指示 1: 本文によると、娘から筆者への手紙は何に書かれていたか。

本文:

◆ ◆ ◆ ◆ ◆

幸せとは違う、夢というのでもなく、楽観でもなく、
希望としかいいようのないものと締めくくってある。


本を読み終えたとき、
私は優しさを忘れていたことに気がついた。
あるような顔をして
希望を見いだせることをわすれていた。
改めて、突きつけられて
自分の辛さに負けそうになっていたことを悟った。


折しも
大切にし過ぎて
しまいこんであった娘から私への手紙をみつけたところだった。


5年前の私の誕生日に
娘とケンカした後だったと記憶しているが
ノートの切れ端になぐりつけるように書かれていた。

『オカン、お誕生日おめでとう
なんだか不思議だね
きっと年をとっているのに多分、私の中で
オカンはずっと変わっていなくて
私も変わっていなくて。
いくつになっても、オカンとオトンはいなくならないと思っている。
私はオカンを尊敬していて、オカンみたいになりたくて
オカンはなんだかんだで幸せで
そんなオカンをみてる私も幸せで。
私がオトンとオカンの子供で良かったと思ってる。
今まで色々あって、きっと私は成長してるんだけど
まだまだ大人になっていない部分なんて沢山あって、
だから、今までありがとう。

◆ ◆ ◆ ◆ ◆

対象データ行:
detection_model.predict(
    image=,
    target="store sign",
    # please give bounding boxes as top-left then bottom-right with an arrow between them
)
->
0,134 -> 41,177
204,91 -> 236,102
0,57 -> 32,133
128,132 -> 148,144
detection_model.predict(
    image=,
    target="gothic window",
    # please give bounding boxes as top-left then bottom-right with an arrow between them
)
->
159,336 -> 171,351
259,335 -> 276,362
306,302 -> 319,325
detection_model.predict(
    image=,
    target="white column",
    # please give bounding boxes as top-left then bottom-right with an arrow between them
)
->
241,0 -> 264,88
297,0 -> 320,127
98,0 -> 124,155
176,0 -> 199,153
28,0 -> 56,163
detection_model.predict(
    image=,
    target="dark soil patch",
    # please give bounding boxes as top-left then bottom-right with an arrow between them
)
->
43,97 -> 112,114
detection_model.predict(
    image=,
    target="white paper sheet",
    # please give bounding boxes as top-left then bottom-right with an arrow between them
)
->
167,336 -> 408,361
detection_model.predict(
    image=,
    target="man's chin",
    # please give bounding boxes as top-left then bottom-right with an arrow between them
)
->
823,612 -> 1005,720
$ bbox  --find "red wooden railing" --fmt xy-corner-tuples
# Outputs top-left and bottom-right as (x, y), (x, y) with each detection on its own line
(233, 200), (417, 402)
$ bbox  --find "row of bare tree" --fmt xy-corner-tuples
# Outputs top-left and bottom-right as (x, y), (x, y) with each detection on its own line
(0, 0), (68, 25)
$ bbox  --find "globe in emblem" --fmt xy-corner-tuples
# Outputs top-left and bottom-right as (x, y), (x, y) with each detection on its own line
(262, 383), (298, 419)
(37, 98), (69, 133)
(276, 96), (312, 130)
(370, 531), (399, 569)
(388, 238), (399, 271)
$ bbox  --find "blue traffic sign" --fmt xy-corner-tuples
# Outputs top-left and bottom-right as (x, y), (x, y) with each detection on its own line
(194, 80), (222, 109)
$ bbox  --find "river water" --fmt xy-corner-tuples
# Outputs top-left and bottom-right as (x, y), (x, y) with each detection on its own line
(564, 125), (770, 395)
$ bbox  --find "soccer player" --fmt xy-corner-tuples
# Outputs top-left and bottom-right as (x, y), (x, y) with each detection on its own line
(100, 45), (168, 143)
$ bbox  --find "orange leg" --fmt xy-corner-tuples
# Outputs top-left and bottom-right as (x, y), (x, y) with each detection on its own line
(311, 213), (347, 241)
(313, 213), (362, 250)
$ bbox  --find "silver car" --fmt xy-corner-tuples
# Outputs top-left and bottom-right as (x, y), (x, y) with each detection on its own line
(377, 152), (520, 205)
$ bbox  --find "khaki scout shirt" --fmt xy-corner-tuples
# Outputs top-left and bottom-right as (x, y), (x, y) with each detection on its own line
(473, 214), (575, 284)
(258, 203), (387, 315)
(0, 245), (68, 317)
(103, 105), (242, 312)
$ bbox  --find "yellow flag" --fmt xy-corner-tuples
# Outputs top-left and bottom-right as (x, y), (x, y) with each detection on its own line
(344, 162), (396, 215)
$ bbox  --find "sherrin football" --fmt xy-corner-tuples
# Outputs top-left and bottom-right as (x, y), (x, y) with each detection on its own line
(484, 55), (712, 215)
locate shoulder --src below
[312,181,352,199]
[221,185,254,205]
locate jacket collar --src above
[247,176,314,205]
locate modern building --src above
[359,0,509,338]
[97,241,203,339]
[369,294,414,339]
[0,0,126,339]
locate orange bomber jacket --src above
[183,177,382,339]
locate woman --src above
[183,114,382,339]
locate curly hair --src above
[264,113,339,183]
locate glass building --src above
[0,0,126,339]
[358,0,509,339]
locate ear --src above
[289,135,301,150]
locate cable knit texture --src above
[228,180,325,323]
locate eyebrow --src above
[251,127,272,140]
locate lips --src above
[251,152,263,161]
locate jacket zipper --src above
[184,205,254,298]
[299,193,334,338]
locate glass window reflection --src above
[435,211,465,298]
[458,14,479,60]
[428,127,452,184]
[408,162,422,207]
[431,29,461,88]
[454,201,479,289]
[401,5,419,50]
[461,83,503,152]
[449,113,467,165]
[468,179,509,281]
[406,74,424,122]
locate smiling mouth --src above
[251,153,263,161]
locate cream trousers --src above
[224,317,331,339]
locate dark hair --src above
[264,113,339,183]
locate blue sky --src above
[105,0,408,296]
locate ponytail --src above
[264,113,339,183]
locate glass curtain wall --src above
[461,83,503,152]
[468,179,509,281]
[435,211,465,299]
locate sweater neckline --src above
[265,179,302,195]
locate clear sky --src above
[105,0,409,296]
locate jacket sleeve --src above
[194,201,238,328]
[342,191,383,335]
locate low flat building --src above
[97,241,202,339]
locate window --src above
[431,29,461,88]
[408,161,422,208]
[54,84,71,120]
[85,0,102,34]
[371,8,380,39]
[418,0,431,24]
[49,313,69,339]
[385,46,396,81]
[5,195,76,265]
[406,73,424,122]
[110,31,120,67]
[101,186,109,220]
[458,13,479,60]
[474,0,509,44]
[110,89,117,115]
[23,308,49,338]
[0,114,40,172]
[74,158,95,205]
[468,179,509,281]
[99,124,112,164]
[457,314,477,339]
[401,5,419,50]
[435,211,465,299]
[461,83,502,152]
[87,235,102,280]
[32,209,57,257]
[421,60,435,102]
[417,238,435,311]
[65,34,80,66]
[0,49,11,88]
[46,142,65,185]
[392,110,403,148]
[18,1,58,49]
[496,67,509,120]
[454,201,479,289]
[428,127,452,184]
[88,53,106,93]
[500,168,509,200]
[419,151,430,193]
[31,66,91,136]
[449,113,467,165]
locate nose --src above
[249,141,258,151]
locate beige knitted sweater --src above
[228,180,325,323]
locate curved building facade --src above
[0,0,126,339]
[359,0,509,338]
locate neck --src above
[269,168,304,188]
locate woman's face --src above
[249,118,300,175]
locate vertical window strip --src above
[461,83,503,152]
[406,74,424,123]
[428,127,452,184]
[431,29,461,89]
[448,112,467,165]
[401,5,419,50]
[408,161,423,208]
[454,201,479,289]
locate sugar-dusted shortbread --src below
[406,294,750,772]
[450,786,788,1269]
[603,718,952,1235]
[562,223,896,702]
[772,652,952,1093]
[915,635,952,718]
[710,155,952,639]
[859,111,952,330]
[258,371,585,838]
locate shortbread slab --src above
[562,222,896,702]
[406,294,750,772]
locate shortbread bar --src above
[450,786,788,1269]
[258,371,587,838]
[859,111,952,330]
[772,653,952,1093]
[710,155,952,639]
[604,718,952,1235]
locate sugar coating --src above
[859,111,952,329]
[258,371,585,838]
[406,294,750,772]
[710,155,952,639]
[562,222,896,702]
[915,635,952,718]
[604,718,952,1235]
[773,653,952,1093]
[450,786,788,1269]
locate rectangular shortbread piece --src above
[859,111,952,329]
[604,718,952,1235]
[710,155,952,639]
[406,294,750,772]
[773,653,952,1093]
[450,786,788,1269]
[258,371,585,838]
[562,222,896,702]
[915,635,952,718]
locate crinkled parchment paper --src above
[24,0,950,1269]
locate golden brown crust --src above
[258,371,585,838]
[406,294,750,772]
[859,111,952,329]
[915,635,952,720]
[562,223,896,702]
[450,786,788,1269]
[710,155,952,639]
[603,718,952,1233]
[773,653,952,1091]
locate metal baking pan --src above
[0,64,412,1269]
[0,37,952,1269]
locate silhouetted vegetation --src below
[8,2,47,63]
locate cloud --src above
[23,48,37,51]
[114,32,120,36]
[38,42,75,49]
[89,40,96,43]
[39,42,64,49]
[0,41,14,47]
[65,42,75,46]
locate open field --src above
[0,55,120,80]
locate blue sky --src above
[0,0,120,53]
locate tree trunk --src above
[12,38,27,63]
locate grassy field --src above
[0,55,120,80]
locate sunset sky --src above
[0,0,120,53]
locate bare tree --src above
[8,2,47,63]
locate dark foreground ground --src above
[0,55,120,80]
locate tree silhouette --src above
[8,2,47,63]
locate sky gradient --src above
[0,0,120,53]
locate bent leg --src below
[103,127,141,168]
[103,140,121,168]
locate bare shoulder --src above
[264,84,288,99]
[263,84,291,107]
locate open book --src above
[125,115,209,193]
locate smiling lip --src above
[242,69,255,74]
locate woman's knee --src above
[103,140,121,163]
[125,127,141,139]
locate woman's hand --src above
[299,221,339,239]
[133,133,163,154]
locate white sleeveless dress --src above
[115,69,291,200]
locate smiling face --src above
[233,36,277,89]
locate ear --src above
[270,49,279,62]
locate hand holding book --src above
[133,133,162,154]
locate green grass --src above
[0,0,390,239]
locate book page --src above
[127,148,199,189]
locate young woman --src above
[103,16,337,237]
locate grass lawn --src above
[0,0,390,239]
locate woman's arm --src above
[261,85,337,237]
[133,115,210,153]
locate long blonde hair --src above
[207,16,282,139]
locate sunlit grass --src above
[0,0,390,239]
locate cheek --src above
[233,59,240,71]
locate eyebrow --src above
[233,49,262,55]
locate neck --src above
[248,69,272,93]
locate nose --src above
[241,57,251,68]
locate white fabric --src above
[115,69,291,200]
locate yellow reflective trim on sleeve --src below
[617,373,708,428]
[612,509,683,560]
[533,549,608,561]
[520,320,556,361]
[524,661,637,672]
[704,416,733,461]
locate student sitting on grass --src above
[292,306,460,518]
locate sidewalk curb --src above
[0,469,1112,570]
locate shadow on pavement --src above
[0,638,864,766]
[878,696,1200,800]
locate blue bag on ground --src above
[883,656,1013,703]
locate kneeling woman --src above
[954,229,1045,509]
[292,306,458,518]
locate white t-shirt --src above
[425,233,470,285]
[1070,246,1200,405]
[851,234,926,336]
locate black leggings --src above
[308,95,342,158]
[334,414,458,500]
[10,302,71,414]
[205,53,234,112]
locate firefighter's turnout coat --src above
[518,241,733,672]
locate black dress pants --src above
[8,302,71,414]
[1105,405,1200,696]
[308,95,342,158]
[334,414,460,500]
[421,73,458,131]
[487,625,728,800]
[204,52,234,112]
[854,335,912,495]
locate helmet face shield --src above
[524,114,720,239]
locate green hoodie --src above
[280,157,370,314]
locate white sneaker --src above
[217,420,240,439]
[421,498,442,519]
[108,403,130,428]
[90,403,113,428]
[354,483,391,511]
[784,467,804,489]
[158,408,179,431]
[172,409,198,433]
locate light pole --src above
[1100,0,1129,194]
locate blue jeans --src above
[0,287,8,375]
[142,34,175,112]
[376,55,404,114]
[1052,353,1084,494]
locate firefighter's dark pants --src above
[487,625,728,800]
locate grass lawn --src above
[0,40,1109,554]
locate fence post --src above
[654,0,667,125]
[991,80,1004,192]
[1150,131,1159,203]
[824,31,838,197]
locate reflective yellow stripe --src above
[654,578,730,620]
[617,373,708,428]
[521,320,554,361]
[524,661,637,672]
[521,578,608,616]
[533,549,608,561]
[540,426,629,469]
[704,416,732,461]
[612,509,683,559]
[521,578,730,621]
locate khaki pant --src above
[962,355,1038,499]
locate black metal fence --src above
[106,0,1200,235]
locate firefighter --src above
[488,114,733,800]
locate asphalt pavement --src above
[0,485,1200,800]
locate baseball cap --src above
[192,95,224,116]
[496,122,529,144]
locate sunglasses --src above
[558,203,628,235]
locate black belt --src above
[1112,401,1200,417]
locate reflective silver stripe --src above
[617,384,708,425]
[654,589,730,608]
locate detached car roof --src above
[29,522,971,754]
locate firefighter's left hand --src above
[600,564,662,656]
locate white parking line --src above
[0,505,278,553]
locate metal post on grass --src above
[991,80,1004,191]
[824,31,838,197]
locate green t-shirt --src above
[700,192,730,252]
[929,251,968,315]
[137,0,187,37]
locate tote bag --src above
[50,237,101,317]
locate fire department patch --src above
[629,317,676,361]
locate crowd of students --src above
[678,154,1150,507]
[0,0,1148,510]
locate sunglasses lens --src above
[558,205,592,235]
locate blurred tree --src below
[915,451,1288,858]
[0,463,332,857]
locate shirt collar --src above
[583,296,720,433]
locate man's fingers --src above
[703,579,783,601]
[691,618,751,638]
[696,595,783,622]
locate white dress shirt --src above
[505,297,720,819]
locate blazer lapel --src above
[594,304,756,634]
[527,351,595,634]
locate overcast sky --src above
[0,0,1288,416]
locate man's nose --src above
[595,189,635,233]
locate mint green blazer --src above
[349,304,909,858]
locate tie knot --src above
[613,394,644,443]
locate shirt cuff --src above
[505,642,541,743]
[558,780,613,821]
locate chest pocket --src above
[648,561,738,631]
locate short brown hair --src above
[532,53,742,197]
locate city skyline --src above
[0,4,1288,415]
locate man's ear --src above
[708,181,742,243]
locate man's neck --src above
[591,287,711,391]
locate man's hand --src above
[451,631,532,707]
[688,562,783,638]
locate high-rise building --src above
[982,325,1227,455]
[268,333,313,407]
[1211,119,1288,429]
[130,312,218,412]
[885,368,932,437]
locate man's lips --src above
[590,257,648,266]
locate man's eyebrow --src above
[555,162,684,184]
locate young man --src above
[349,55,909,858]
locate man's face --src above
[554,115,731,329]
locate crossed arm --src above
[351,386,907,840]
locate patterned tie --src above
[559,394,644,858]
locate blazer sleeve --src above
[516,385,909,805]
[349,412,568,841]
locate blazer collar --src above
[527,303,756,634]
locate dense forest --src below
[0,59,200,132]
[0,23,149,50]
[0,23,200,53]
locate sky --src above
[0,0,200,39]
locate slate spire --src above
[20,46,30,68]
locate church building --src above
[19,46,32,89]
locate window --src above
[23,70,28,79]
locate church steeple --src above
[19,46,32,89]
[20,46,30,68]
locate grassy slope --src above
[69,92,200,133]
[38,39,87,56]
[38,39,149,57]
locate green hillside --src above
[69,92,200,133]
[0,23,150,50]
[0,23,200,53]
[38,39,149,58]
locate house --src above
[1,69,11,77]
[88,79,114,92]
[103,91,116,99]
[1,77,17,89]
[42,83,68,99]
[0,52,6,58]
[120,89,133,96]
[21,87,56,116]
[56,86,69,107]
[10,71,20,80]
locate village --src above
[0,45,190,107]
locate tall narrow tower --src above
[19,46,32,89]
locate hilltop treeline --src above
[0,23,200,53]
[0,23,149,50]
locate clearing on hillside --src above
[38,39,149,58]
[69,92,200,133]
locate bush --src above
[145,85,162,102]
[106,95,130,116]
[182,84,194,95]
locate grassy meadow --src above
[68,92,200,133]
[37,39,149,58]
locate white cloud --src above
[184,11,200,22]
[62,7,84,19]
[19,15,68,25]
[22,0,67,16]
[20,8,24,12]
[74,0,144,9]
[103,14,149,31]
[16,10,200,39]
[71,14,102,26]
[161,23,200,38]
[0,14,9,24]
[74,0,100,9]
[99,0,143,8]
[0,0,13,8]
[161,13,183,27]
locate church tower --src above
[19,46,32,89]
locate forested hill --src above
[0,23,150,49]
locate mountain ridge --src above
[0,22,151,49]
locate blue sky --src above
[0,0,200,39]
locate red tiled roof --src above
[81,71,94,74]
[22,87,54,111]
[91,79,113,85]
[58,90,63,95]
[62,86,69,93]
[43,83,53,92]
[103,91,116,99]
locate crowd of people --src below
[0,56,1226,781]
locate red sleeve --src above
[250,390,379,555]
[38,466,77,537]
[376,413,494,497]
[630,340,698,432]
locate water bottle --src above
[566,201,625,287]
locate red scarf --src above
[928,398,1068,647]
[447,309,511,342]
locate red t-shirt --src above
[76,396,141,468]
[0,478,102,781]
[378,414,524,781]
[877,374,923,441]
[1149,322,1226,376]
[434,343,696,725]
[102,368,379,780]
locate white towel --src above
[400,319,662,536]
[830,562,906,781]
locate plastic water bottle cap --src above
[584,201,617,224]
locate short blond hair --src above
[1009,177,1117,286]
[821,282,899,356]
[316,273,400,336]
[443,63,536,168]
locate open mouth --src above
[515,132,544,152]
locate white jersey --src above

◆ ◆ ◆ ◆ ◆

指示 2: データ行のうち、「locate mint green blazer --src above」を含む行から「[349,55,909,858]」を含む行までを、「locate」を「find」に変更して出力してください。その他の箇所はそのままにし、この範囲の行だけを示すこと。

正解 1: ノートの切れ端に書かれていた。

正解 2:
find mint green blazer --src above
[349,304,909,858]
find tie knot --src above
[613,394,644,443]
find shirt cuff --src above
[505,642,541,743]
[558,780,613,821]
find chest pocket --src above
[648,561,738,631]
find short brown hair --src above
[532,53,742,197]
find city skyline --src above
[0,4,1288,415]
find man's ear --src above
[708,181,742,243]
find man's neck --src above
[591,287,711,391]
find man's hand --src above
[451,631,532,707]
[688,562,783,638]
find high-rise building --src above
[982,325,1227,455]
[268,333,313,407]
[1211,119,1288,429]
[130,312,218,412]
[885,368,932,437]
find man's lips --src above
[590,257,648,266]
find man's eyebrow --src above
[555,162,684,184]
find young man --src above
[349,55,909,858]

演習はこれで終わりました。